** Texto apresentado **
# # # #

Por Eduardo Neubarth Trindade, presidente do Conselho Regional de Medicina do Estado do Rio Grande do Sul (Cremers) e doutor em medicina
O filósofo alemão Immanuel Kant ensina que “não enxergamos a realidade tal como ela é, mas sim conforme os filtros da nossa percepção. Nossa compreensão do mundo não é um reflexo puro dos fatos, mas o resultado de como organizamos e interpretamos as informações ao nosso redor”. Você já deve ter ouvido, em diversas ocasiões, que temos presos de mais no Brasil. E que o superencarceramento seria uma das causas do aumento da violência nas grandes cidades.
O que precisamos é de mais investimento na formação médica
Você provavelmente também já ouviu que a crise na saúde pública do Brasil decorre da falta de médicos. E que, para resolver o problema, teríamos que formar cada vez mais profissionais, mesmo que isso signifique, em algum momento, abrir mão da qualidade em nome da quantidade. Interessante.
E se eu disser que a diferença entre a população carcerária e o número de médicos no Rio Grande do Sul não lotaria a maior parte dos auditórios onde semestralmente se formam centenas de novos profissionais? Segundo dados de 2024, o Estado tem 45,7 mil detentos. E mais de 40 mil médicos. No entanto, a percepção é de que temos muitos presos e poucos médicos.
Sem entrar no mérito de avaliar se estamos, como sociedade, prendendo demais, já que não tenho conhecimento para tal conclusão, afirmo com convicção que, definitivamente, não temos médicos de menos. O que precisamos é de mais investimento na formação médica. Melhor planejamento dos gestores públicos. E melhor prevenção no saneamento e na atenção básica.
Formar melhores profissionais é não apenas necessário pelo viés da boa prática da medicina, mas também economicamente melhor para o país, já que um profissional mais capacitado é capaz de diagnósticos mais precisos, que provocam menos retrabalho e exames desnecessários.
Ao resolver essa equação, prestando melhor serviço de saúde à população, vamos descobrir que isso pode resultar em um efeito colateral surpreendente: a redução da massa carcerária, pois onde a presença do Estado leva a dignidade por uma porta, a violência sai pela outra.
Ah... A resposta para a pergunta que inspirou este artigo? É uma questão de percepção. Qual é a sua?

# # # #

** Os dados **
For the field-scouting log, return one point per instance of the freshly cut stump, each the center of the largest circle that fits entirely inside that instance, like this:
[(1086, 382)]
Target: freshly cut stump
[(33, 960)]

# # # #

** Lista de tarefas **
• 1. Responda às perguntas abaixo com base no artigo sobre médicos e presos:
(a) Qual filósofo é citado no início do artigo?
(b) Segundo os dados de 2024, quantos detentos tem o Rio Grande do Sul?
(c) De acordo com o artigo, de que é capaz um profissional mais capacitado?
• 2. Transcreva fielmente o trecho do artigo sobre médicos e presos compreendido entre “Formar melhores profissionais” e “e exames desnecessários.”, inclusive.

** Respostas **
• 1.
(a) Immanuel Kant.
(b) 45,7 mil detentos.
(c) De diagnósticos mais precisos, que provocam menos retrabalho e exames desnecessários.

• 2.
Formar melhores profissionais é não apenas necessário pelo viés da boa prática da medicina, mas também economicamente melhor para o país, já que um profissional mais capacitado é capaz de diagnósticos mais precisos, que provocam menos retrabalho e exames desnecessários.